本文 –
§ §
扉を取外した状態で金具を取替えた場合、家具本体に金具を取付ける時に作業員が2人必要となります。1人が扉を保持し、もう1人が金具取付け作業を行わなければなりません。
また家具本体側に取付けるネジ穴位置が変わります。古い金具のネジ穴位置を再利用できませんので、どの位置に扉を取り付けるか考えないとなりません。専門的な経験と知識が必要となります。
今回は四代目一人でお伺いしたので、一人でも取替作業ができる簡単な方法で行いました。皆様の参考になればと思います。
まず1枚だけ取付いている扉を確認すると、全部で4個取付いている金具の内、1個だけが破損していました。そこでまずその破損した金具を取外します。家具本体側の取付けネジを外し、続いて扉側の取付けネジをはずします。
そして家具本体側の金具部分を持ってググットと扉の穴にはめ込んである円形部分の金具を引き抜きます。そして新しい代替金具に取替えます。扉にあいている穴に代替金具をはめ込み、ネジで取り付けます。カップ径は同じサイズなので簡単に取替できます。
続いて家具本体側に金具を密着させつつネジで固定させます。
同じ作業を、最下段の金具、その上の金具、最上段の金具と順番に取替えていきます。このように扉が家具に取付いた状態での取替作業は、一人で行えますし、扉の建て付けを考えなくても、現状の位置のままで新しい金具を固定できます。
一人で簡単に取替えられる極意です。
§ §
提供情報 –
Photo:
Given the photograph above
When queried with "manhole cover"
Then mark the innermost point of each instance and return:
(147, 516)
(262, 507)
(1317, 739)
§ §
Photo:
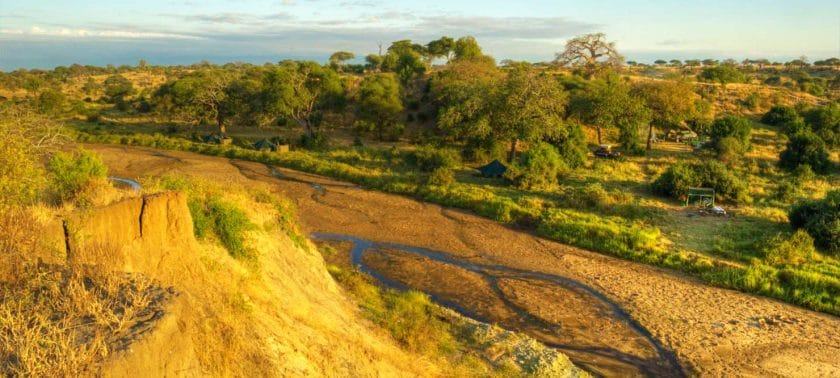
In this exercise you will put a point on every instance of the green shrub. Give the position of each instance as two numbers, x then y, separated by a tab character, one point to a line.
§ §
指示 1 –
本文をもとに、次の各問いに答えなさい。
(a) 扉を取外した状態で金具を取替える場合、作業員は何人必要か。
(b) 1枚だけ取付いている扉の金具のうち、破損していたのは全部で何個中何個か。
(c) 破損した金具の後、残りの金具はどの順番で取替えていくか。
指示 2 –
次の各文が本文の内容と合っているかを「はい」か「いいえ」で答え、判断の根拠となる本文の語句をそのまま引用しなさい。
(a) 古い金具のネジ穴位置は再利用できる。
(b) 今回は四代目が一人で作業に伺った。
(c) 新しい代替金具のカップ径は元の金具と異なる。

回答 1 –
(a) 2人
(b) 4個中1個
(c) 最下段の金具、その上の金具、最上段の金具の順

回答 2 –
(a) いいえ。「古い金具のネジ穴位置を再利用できませんので」
(b) はい。「今回は四代目一人でお伺いしたので」
(c) いいえ。「カップ径は同じサイズなので簡単に取替できます」